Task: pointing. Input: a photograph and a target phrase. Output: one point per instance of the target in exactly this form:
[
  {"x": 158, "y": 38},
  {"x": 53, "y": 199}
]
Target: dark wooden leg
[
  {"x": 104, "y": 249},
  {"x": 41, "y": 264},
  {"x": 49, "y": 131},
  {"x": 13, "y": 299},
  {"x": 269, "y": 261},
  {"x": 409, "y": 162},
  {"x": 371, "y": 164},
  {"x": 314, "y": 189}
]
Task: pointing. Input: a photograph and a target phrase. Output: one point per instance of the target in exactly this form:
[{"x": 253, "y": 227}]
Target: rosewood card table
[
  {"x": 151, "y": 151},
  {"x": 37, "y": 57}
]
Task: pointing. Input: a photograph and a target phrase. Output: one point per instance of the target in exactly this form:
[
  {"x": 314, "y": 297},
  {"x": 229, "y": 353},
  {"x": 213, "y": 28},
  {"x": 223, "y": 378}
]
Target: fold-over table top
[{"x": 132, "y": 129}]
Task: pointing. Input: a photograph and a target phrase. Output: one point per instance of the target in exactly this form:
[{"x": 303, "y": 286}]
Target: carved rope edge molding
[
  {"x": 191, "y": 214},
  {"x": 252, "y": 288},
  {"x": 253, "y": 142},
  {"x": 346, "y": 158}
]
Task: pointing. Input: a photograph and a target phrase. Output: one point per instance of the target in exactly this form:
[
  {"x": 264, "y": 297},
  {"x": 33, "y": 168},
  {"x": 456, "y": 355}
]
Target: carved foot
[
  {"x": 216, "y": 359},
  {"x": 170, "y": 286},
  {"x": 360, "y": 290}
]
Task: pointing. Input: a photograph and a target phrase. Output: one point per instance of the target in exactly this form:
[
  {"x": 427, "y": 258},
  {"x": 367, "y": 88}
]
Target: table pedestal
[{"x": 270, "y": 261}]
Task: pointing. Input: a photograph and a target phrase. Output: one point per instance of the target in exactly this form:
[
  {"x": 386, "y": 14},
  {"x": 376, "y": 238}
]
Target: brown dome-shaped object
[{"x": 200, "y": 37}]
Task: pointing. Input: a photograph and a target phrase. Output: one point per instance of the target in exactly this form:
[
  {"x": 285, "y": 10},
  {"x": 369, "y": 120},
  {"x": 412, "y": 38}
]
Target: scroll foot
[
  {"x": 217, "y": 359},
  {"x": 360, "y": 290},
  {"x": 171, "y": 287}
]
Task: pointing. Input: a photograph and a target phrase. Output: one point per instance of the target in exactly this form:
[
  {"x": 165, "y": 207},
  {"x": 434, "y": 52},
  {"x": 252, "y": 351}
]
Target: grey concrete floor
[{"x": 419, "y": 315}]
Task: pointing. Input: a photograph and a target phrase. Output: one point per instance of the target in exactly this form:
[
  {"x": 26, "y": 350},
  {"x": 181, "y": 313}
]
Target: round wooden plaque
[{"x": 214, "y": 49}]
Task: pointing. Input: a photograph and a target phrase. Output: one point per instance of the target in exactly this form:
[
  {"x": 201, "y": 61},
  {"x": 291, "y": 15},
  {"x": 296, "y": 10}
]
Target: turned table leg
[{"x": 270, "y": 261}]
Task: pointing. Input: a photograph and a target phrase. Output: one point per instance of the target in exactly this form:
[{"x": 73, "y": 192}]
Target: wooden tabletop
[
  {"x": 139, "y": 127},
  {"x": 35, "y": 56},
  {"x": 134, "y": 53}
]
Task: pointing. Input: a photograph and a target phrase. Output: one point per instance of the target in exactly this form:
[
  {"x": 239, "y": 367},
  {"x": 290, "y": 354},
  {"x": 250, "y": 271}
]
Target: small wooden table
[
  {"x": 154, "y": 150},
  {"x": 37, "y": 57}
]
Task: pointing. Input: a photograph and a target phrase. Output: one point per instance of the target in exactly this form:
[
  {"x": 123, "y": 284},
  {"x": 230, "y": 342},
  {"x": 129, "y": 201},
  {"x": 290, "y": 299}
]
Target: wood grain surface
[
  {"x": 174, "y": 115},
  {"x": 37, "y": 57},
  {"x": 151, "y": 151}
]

━━━━━━━━━━━━━━━━━━━━

→ **Task item**:
Could I ask you to return the records exactly and in full?

→ **Task result**:
Task: pointing. Input: a photograph and a target phrase. Output: one point per instance of the target in exactly this form:
[
  {"x": 158, "y": 38},
  {"x": 53, "y": 199}
]
Target: dark wooden leg
[
  {"x": 104, "y": 249},
  {"x": 41, "y": 264},
  {"x": 49, "y": 131},
  {"x": 13, "y": 299},
  {"x": 269, "y": 261},
  {"x": 409, "y": 162},
  {"x": 371, "y": 164},
  {"x": 314, "y": 189}
]
Task: pointing. Input: a photograph and a target phrase. Output: one point per instance of the target in exactly this form:
[{"x": 253, "y": 227}]
Target: rosewood card table
[
  {"x": 151, "y": 151},
  {"x": 37, "y": 57}
]
Task: pointing. Input: a photograph and a target phrase. Output: one point per instance of the target in exactly this form:
[
  {"x": 314, "y": 297},
  {"x": 229, "y": 353},
  {"x": 213, "y": 28},
  {"x": 223, "y": 378}
]
Target: fold-over table top
[{"x": 132, "y": 129}]
Task: pointing. Input: a photograph and a target phrase. Output: one point per instance of the target in exactly this form:
[{"x": 303, "y": 286}]
Target: carved rope edge molding
[
  {"x": 191, "y": 214},
  {"x": 252, "y": 288},
  {"x": 253, "y": 142},
  {"x": 346, "y": 158}
]
Task: pointing. Input: a photograph and a target phrase. Output: one point per instance of the target in exactly this form:
[
  {"x": 264, "y": 297},
  {"x": 33, "y": 168},
  {"x": 456, "y": 355}
]
Target: carved foot
[
  {"x": 216, "y": 359},
  {"x": 170, "y": 286},
  {"x": 360, "y": 290}
]
Task: pointing. Input: a photograph and a target phrase. Output: one point per instance of the target in exactly this form:
[
  {"x": 427, "y": 258},
  {"x": 367, "y": 88}
]
Target: table pedestal
[{"x": 270, "y": 261}]
Task: pointing. Input: a photograph and a target phrase. Output: one point per instance of the target in exactly this form:
[
  {"x": 386, "y": 14},
  {"x": 376, "y": 238}
]
Target: brown dome-shaped object
[{"x": 200, "y": 37}]
Task: pointing. Input: a photograph and a target phrase. Output: one point per instance of the target in exactly this form:
[
  {"x": 285, "y": 10},
  {"x": 369, "y": 120},
  {"x": 412, "y": 38}
]
Target: scroll foot
[
  {"x": 217, "y": 359},
  {"x": 360, "y": 290},
  {"x": 171, "y": 287}
]
Task: pointing. Input: a photograph and a target phrase. Output: one point per instance of the target in exactly this form:
[
  {"x": 165, "y": 207},
  {"x": 434, "y": 52},
  {"x": 252, "y": 351}
]
Target: grey concrete floor
[{"x": 419, "y": 315}]
Task: pointing. Input: a photograph and a target phrase. Output: one point per instance of the target in exactly this form:
[
  {"x": 26, "y": 350},
  {"x": 181, "y": 313}
]
Target: round wooden plaque
[{"x": 214, "y": 49}]
Task: pointing. Input: a photograph and a target phrase. Output: one point per instance of the target in exactly this form:
[
  {"x": 201, "y": 61},
  {"x": 291, "y": 15},
  {"x": 296, "y": 10}
]
Target: turned table leg
[{"x": 270, "y": 261}]
Task: pointing. Input: a photograph and a target phrase. Output: one point per instance of the target in exactly this form:
[{"x": 73, "y": 192}]
Target: wooden tabletop
[
  {"x": 139, "y": 127},
  {"x": 35, "y": 56},
  {"x": 134, "y": 53}
]
Task: pointing. Input: a photograph and a target phrase. Output: one point per instance of the target in exactly this form:
[
  {"x": 239, "y": 367},
  {"x": 290, "y": 354},
  {"x": 250, "y": 271}
]
Target: small wooden table
[
  {"x": 154, "y": 150},
  {"x": 37, "y": 57}
]
Task: pointing. Input: a photograph and a target phrase. Output: one point per instance of the target in exactly this form:
[
  {"x": 123, "y": 284},
  {"x": 230, "y": 342},
  {"x": 129, "y": 201},
  {"x": 290, "y": 299}
]
Target: wood grain surface
[
  {"x": 174, "y": 115},
  {"x": 37, "y": 57},
  {"x": 151, "y": 151}
]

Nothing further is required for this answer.